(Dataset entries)
========
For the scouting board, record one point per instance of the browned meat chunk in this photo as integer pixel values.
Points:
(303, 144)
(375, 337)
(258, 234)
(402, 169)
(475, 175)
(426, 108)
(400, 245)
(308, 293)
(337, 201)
========
* _Task details_:
All the data is to be copied over exactly as it stands.

* _Solution_:
For the scouting board, record one point per instance of the browned meat chunk in this photo as integer pixel values.
Points:
(303, 144)
(375, 337)
(258, 234)
(402, 169)
(475, 175)
(426, 108)
(400, 245)
(308, 293)
(337, 201)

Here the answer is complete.